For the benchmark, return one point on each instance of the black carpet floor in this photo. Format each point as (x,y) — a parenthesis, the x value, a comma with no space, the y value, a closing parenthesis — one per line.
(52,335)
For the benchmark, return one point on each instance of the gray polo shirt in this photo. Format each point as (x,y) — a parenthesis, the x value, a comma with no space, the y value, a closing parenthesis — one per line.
--
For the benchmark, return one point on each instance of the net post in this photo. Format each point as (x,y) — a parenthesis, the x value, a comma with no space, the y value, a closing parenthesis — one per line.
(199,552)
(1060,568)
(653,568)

▶ SHORT TASK
Report how many lines in the items above contain the string "benchmark", matching case exactly, and give only the number.

▶ TASK RESPONSE
3